Killing of Peter Fechter - Death

Death

About one year after the construction of the wall, Fechter attempted to flee from East Germany together with his friend Helmut Kulbeik. The plan was to hide in a carpenter's workshop near the wall in Zimmerstrasse and, after observing the border guards from there, to jump out of a window into the so-called death-strip (a strip running between the main wall and a parallel fence which they had recently started to construct), run across it, and climb over the two metre (6.5 ft) wall topped with barbed wire into the Kreuzberg district of West Berlin near Checkpoint Charlie.

When both reached the wall, guards fired at them. Although Kulbeik succeeded in crossing the wall, Fechter, still on the wall, was shot in the pelvis in plain view of hundreds of witnesses. He fell back into the death-strip on the Eastern side, where he remained in view of Western onlookers, including journalists. Despite his screams, he received no medical assistance from the East side, and could not be tended to by those on the West side. He bled to death after approximately one hour. As a result of his death, hundreds in West Berlin formed a spontaneous demonstration, shouting "Murderers!" at the border guards.

The lack of medical assistance for Peter Fechter was attributed to mutual fear: western bystanders were apparently prevented at gunpoint from assisting him, although according to a report in Time magazine, a U.S. second-lieutenant on the scene received specific orders from the US Commandant in West Berlin to stand firm and do nothing. It also emerged during the trial that any aid attempt from the West had indeed been made impossible, but according to a report from forensic pathologist Otto Prokop, "Fechter had no chance of survival. The shot in the right hip had caused severe internal injuries." Likewise the head of the East German border platoon stated that he was afraid to intervene, because of an incident just three days earlier when an East German soldier Rudi Arnstadt had probably been shot by a Western federal policeman. Nonetheless, the East German border soldiers did retrieve Peter Fechter's dead body an hour after he had fallen.

- **Material provided**

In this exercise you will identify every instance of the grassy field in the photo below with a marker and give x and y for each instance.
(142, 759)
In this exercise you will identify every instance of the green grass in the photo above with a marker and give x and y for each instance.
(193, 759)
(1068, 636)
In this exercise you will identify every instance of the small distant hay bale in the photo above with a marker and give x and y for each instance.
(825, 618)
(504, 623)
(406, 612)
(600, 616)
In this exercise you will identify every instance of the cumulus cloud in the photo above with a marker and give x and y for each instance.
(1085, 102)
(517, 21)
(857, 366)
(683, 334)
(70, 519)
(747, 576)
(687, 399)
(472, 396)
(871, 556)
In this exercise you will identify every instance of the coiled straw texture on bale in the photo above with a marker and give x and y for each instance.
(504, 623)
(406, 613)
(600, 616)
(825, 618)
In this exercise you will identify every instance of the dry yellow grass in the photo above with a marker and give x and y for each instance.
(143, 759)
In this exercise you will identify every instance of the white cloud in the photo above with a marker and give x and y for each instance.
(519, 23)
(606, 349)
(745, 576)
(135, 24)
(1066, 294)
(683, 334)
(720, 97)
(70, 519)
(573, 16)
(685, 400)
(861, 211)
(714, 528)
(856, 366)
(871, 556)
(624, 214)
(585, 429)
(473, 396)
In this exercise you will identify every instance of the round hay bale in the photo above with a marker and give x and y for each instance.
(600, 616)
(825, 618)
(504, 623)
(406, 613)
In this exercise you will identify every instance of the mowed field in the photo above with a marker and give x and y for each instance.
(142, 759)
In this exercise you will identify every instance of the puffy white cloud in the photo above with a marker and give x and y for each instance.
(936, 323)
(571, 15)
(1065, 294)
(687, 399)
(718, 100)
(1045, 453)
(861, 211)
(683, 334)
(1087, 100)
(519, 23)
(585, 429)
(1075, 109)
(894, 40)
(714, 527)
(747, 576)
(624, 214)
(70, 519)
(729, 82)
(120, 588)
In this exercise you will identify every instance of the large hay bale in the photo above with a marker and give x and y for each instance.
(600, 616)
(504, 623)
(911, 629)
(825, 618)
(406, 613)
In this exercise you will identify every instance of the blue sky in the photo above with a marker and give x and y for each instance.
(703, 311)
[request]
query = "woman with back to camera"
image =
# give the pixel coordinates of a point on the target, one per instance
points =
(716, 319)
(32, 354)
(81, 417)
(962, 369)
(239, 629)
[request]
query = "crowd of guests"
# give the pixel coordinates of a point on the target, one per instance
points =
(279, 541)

- **Problem to work on**
Extract the entire article on Peter Fechter's death word for word. The listing has no connection to the article on Peter Fechter's death.

- **Task answer**
Killing of Peter Fechter - Death

Death

About one year after the construction of the wall, Fechter attempted to flee from East Germany together with his friend Helmut Kulbeik. The plan was to hide in a carpenter's workshop near the wall in Zimmerstrasse and, after observing the border guards from there, to jump out of a window into the so-called death-strip (a strip running between the main wall and a parallel fence which they had recently started to construct), run across it, and climb over the two metre (6.5 ft) wall topped with barbed wire into the Kreuzberg district of West Berlin near Checkpoint Charlie.

When both reached the wall, guards fired at them. Although Kulbeik succeeded in crossing the wall, Fechter, still on the wall, was shot in the pelvis in plain view of hundreds of witnesses. He fell back into the death-strip on the Eastern side, where he remained in view of Western onlookers, including journalists. Despite his screams, he received no medical assistance from the East side, and could not be tended to by those on the West side. He bled to death after approximately one hour. As a result of his death, hundreds in West Berlin formed a spontaneous demonstration, shouting "Murderers!" at the border guards.

The lack of medical assistance for Peter Fechter was attributed to mutual fear: western bystanders were apparently prevented at gunpoint from assisting him, although according to a report in Time magazine, a U.S. second-lieutenant on the scene received specific orders from the US Commandant in West Berlin to stand firm and do nothing. It also emerged during the trial that any aid attempt from the West had indeed been made impossible, but according to a report from forensic pathologist Otto Prokop, "Fechter had no chance of survival. The shot in the right hip had caused severe internal injuries." Likewise the head of the East German border platoon stated that he was afraid to intervene, because of an incident just three days earlier when an East German soldier Rudi Arnstadt had probably been shot by a Western federal policeman. Nonetheless, the East German border soldiers did retrieve Peter Fechter's dead body an hour after he had fallen.